→ EXERCISE DIRECTIONS: Resume the article on the regeneration of Sheffield's Park Hill estate after its final sentence, writing the next few paragraphs.

→ SOURCE EXCERPT:

***

Opened in 1961, the once popular brutalist blocks that dominate Sheffield’s skyline originally contained 994 sought-after council-owned homes. However, the estate began to fall into decline towards the end of the 20th century, when it developed a bad reputation, its poorly-lit walkways known as the sites of muggings and drug deals. In 2004, when developer Urban Splash - famous for breathing new life into historic landmark buildings - and housing association Great Places Housing Group were selected by Sheffield Council for its redevelopment, Park Hill’s future looked bright.

But the economic downturn slowed things down, and only one 78-home ‘flank’ of the £160 million regeneration scheme has so far been completed. This is the first section of the first phase of the development, which includes five phases.

The work has been shortlisted for the Royal Institute of British Architect’s prestigious Stirling Prize for 2013.

A total of 870 dwellings are planned for the estate, 200 of which will be for social rent, 40 for shared ownership and the rest for market sale. The originally mooted 2014 completion date has long been an impossible dream.

Tom Lawrence, development manager at Urban Splash, describes the regeneration of Park Hill as a ‘pre-2007 conception - something we could deliver in big chunks’.

***

→ DATASET:
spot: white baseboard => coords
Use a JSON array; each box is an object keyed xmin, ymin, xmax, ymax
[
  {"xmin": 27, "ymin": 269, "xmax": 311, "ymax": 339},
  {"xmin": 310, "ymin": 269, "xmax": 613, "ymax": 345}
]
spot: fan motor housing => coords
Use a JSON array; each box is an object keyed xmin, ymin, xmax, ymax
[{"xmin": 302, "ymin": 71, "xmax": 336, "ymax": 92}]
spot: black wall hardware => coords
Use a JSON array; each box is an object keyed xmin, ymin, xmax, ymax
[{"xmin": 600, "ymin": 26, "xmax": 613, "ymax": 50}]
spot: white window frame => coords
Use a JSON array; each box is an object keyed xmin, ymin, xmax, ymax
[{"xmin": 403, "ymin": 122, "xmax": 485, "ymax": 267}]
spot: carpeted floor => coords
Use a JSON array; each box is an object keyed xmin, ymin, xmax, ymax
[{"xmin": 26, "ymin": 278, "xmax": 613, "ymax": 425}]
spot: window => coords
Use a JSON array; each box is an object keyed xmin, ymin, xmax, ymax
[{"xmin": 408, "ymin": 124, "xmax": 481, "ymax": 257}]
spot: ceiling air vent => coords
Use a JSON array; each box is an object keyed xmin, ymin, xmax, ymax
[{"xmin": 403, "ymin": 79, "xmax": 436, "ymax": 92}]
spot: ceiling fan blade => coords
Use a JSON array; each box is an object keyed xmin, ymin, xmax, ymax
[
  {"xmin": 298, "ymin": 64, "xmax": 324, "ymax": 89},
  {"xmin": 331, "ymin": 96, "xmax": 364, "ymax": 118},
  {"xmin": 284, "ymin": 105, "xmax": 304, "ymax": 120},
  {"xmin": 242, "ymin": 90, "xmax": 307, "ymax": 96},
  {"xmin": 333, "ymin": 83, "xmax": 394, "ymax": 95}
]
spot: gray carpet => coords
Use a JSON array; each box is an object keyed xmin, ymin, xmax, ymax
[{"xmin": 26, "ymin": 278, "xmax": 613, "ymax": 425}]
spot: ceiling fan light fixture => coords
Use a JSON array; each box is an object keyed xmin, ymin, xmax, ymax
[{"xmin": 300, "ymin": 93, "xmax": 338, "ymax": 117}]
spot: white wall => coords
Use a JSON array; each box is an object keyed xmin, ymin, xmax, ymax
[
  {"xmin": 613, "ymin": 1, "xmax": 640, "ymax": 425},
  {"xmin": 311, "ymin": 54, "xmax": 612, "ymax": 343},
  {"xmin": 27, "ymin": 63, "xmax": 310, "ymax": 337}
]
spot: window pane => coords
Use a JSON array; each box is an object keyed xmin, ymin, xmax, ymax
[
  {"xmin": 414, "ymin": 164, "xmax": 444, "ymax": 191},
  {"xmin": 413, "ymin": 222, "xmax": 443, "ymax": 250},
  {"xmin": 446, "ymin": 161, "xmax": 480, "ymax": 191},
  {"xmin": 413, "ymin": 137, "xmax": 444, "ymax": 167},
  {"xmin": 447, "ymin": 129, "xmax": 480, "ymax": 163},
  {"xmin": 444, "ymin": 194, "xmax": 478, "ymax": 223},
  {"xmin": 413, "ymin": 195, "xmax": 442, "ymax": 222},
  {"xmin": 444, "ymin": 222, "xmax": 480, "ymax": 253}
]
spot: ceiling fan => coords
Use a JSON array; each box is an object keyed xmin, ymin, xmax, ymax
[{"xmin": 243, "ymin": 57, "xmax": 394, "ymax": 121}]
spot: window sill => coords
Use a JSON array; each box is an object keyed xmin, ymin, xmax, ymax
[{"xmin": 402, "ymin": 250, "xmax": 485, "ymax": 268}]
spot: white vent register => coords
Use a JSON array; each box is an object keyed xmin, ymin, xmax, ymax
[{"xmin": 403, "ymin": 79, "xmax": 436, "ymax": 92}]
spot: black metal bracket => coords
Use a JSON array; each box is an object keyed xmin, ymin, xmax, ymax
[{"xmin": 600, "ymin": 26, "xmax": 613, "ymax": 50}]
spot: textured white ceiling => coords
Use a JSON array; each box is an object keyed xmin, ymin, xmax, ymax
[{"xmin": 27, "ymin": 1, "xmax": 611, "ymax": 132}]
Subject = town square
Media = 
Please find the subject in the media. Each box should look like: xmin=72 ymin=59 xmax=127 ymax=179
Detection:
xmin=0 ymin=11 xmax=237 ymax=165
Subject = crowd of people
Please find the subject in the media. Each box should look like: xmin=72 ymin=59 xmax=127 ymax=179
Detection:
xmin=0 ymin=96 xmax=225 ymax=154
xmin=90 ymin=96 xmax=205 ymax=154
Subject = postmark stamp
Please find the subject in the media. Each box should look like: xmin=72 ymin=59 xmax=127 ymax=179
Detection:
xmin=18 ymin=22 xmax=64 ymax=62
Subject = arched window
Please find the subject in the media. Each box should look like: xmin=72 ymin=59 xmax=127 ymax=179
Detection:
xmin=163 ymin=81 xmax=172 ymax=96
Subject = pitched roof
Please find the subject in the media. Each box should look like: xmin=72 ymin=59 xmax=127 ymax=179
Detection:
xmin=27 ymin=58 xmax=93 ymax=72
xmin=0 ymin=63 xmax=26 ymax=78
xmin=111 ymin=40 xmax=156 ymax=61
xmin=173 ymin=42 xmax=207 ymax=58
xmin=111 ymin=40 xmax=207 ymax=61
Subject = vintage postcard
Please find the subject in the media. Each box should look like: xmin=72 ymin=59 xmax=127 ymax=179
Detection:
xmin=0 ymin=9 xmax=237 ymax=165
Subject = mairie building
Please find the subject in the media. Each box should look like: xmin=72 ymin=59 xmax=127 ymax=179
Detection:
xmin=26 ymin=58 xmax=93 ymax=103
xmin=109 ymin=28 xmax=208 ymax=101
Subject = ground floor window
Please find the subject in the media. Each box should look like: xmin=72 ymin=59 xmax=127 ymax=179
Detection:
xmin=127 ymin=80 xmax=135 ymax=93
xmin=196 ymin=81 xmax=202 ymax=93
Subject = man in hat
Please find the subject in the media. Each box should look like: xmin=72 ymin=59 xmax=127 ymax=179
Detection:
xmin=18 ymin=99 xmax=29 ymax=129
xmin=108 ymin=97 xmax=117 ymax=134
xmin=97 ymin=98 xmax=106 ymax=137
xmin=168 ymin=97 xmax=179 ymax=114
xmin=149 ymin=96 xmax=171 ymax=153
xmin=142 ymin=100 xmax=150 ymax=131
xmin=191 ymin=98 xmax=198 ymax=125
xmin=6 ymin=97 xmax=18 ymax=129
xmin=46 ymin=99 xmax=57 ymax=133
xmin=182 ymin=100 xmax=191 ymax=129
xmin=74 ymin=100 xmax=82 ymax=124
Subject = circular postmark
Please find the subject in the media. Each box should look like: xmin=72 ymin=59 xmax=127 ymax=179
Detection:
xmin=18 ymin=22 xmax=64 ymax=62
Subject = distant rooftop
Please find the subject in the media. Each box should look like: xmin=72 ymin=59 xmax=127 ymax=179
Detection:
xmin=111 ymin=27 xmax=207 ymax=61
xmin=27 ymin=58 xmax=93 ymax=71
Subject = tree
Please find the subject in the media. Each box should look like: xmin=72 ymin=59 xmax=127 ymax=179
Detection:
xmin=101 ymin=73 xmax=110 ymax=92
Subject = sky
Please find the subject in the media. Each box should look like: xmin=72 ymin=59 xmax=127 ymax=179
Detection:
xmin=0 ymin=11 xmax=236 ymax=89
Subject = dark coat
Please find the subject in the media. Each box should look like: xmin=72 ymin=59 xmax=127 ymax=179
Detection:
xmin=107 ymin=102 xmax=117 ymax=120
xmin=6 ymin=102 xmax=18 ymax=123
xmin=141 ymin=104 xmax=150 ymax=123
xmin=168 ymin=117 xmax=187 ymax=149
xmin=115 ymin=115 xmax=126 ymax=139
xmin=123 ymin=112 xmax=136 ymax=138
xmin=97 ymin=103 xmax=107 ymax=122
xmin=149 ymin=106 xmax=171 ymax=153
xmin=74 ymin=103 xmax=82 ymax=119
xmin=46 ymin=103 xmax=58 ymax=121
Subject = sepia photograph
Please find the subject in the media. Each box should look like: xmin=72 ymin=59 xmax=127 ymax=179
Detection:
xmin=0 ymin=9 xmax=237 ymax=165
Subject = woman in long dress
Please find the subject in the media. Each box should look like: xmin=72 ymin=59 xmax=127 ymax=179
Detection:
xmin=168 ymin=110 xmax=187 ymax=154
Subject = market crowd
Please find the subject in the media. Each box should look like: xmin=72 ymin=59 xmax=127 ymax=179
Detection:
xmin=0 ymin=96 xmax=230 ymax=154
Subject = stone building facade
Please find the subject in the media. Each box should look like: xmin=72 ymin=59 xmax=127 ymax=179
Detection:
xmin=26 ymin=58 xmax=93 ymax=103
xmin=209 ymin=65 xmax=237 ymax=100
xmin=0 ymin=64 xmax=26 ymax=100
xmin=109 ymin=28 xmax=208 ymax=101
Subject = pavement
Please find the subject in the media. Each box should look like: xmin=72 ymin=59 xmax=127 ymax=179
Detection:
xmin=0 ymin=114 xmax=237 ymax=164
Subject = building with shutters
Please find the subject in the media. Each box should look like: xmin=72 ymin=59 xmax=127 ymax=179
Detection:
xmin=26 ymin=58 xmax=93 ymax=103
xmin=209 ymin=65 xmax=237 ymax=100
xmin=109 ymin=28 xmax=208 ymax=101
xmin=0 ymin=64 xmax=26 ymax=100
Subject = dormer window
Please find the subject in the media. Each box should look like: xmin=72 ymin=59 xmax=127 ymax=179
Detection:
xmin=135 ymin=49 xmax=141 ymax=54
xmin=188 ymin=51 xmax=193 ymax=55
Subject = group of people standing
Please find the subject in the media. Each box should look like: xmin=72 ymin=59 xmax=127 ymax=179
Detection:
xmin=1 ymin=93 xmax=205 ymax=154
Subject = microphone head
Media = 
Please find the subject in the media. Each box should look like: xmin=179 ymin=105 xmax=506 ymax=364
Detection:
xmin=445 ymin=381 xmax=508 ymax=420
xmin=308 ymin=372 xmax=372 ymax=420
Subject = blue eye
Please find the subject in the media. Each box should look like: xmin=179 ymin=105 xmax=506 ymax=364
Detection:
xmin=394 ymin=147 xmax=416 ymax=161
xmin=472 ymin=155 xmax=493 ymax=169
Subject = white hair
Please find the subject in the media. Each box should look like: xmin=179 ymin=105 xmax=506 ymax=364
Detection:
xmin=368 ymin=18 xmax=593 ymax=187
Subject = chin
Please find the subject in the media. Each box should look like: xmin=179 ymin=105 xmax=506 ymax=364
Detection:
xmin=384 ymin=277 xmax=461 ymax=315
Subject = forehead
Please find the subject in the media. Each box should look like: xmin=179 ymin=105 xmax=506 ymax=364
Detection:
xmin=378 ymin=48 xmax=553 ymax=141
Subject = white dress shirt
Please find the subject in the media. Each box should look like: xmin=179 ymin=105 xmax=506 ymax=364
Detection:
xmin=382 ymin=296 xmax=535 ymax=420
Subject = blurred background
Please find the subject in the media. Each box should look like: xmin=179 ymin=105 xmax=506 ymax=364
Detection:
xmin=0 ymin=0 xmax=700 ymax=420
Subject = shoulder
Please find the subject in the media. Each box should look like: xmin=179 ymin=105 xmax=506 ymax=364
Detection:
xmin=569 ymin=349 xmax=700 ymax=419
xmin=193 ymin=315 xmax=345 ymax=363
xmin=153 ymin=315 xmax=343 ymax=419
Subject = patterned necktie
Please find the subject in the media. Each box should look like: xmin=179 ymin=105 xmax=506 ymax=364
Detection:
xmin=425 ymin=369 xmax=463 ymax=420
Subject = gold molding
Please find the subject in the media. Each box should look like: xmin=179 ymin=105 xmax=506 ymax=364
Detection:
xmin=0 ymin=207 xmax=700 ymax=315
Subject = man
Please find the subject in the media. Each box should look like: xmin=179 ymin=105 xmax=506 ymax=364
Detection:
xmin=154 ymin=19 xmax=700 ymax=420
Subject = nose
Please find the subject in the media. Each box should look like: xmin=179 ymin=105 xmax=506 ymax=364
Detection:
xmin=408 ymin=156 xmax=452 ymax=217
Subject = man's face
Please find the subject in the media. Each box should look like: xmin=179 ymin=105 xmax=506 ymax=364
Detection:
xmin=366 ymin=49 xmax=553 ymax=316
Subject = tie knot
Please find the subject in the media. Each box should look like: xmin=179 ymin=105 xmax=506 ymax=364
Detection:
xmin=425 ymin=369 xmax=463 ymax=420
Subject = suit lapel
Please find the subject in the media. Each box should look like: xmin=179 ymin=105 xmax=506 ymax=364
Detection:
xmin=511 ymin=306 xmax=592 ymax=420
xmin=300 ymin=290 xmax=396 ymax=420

***

→ RESPONSE BELOW:
‘Post-2007, mortgage availibility dropped completely out of the market, we then had to adapt that approach,’ he explains. ‘No longer can we deliver 250 apartments straight to market - it saturates too much. Plus you’re unable to get the finance or expose yourself to that level of cash flow.’

Inside Housing visited Park Hill almost six years after Urban Splash began work at the north end of the estate and six months since auditor Deloitte voiced concerns over the company’s long-term viability - the economic downturn has had an impact on Urban Splash’s whole commercial and residential property portfolio, and it has reported pre-tax losses for 2011/12 of £15.4 million.

Many of the first 78 homes are occupied by newcomers - households that have bought on the market paying upwards of £90,000 for a one-bedroom flat. But social first-lets are ring-fenced for former Park Hill tenants, and since January the 26 properties for social rent have been occupied. Eighteen of these are home to residents who’ve moved from the opposite end of the estate and the remaining eight are tenants that were decanted away from Park Hill and have moved back.

We wanted to find out how residents, both those with new fashionable city centre pads in Flank A and those waiting to move out of their homes elsewhere in the estate, feel about life in Park Hill now. And what is it like not knowing when the scheme will be completed?

Resident involvement

Great Places Housing Group is the landlord for the social homes in Park Hill and will be responsible for managing the whole development once completed. It’s in the process of setting up a residents’ association to help people integrate.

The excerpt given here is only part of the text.